● TASK 1
In the post about differing reading tastes, which Lisa Kleypas book does the writer say they almost couldn't read?
● TASK 2
Write the next part of the post about differing reading tastes, picking up after its last sentence.

● DOCUMENT SECTION
- Opening Delimiter -

Carolyn and I share a lot of books and we've discovered that certain books we both adore and many of our DNF's are the other's pleasure.
In other words, we have different tastes.
Because we're different people.
And even if we shared the exact same lives and experiences, we'd still be different people with a different perspective on things. Which is good.
Experience and how we process it, taints everything we do and how we live it.
I cannot read child abuse because I lived it and it left such a deep scar that my experience doesn't allow any open doors regarding it. If a child is hurt in a book, usually I'll stop readng. I almost couldn't read Lisa Kleypas' Christmas in Friday Harbor because it begins with a young girl losing her mother and her pain takes her voice away. That hurt me deeply and almost ended the book for me.
Right now I'm reading a book that I'm enjoying a lot and the heroine reacted to a situation in a way that I thought was ridiculous. But a part of me recognized that I wouldn't react that way to something but it didn't mean that someone else wouldn't.

- Closing Delimiter -

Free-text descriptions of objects
- Opening Delimiter -

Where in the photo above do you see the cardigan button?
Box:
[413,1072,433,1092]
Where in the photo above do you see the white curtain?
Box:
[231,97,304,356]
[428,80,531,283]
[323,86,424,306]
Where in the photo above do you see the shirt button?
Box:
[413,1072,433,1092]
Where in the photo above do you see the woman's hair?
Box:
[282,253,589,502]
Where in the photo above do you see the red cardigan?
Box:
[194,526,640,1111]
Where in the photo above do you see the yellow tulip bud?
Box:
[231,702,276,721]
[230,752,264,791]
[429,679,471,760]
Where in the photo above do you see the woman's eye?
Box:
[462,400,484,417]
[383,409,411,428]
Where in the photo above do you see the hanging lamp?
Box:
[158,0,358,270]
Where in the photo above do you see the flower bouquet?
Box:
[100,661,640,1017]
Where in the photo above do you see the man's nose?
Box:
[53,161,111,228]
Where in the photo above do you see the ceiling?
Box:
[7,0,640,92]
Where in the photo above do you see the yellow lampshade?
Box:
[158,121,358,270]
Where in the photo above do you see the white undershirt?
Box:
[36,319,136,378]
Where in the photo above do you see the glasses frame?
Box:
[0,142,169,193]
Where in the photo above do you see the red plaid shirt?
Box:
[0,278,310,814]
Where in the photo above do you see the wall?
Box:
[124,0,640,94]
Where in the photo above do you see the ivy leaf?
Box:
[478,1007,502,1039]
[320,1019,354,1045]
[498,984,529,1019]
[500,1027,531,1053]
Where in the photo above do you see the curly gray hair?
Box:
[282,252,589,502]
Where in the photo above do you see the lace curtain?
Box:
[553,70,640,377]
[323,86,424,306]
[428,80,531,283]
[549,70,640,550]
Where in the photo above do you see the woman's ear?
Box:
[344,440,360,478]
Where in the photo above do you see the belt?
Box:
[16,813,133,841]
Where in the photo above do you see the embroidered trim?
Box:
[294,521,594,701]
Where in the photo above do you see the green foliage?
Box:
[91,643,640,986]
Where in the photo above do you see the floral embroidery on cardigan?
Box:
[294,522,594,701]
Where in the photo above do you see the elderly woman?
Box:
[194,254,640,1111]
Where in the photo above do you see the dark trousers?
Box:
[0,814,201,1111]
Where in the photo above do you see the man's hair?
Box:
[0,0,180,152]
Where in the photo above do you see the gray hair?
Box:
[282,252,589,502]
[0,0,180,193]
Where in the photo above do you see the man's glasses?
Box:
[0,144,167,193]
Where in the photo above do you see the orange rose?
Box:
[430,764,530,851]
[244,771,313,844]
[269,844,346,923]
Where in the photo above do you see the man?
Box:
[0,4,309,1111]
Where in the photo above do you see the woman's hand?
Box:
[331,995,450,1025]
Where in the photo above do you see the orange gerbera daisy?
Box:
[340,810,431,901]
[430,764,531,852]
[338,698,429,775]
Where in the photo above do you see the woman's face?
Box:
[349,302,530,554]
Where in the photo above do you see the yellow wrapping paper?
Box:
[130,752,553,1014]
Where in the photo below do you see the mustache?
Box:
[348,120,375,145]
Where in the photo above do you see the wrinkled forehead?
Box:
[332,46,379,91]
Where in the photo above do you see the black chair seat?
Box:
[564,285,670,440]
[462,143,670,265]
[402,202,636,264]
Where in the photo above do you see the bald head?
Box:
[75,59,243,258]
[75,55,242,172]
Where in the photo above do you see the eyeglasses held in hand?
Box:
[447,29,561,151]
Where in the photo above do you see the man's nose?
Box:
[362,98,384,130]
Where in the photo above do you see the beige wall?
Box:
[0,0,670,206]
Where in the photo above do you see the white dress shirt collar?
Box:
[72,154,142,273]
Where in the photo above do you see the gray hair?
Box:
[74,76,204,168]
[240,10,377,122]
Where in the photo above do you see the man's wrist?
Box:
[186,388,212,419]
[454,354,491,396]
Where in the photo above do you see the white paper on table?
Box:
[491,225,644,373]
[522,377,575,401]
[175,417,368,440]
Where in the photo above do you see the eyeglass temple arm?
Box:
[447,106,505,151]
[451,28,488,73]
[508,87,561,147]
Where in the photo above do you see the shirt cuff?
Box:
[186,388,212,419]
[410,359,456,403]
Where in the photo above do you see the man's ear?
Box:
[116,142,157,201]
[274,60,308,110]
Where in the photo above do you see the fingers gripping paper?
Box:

- Closing Delimiter -
- Opening Delimiter -

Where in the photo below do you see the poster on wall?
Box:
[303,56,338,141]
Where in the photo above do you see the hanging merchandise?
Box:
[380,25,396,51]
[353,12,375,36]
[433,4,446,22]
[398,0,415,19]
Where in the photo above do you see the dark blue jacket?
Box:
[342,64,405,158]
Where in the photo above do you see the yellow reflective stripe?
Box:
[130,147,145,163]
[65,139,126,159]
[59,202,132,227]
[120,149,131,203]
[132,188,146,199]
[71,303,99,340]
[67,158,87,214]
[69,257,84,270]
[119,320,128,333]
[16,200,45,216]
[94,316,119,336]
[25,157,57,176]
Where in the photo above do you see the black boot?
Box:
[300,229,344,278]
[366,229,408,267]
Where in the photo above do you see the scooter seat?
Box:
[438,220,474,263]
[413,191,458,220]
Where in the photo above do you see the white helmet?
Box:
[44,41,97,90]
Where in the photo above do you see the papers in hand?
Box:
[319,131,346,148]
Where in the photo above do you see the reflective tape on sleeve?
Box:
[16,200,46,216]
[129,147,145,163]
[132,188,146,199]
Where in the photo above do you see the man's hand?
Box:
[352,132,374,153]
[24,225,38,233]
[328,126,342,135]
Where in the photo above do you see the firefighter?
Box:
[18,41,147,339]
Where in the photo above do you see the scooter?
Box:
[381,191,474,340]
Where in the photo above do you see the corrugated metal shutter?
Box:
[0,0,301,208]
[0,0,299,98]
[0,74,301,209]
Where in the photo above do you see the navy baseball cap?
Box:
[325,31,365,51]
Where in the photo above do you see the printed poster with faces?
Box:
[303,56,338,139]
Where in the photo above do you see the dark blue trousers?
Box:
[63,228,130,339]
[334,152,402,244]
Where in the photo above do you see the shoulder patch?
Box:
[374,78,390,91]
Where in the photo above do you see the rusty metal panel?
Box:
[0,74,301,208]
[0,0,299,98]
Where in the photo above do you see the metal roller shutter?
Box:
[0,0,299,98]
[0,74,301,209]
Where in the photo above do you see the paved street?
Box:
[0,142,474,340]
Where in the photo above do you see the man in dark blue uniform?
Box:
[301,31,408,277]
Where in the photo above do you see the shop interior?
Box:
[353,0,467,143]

- Closing Delimiter -

● EXPECTED ANSWER 1
Christmas in Friday Harbor

● EXPECTED ANSWER 2
I also realize that when someone experiences something I also did but has a different reaction to it, it doesn't negate mine nor does mine negate hers.
Anyway, this is all in response to some of the tiresome criticism I've read recently where books are dismissed because the author wrote an experence or life event that didn't match the reviewers. I mean, seriously?
A TSTL heroine is just that. But a woman who loses a child might wallow in sorrow for the rest of her life. Or she might get up the next day and just get on with it. She might become an advocate against guns or disease or whatever took her child away. She might have another child immediately.
People are different. Isn't that one of the reasons we read? To experience life through someone else's eyes?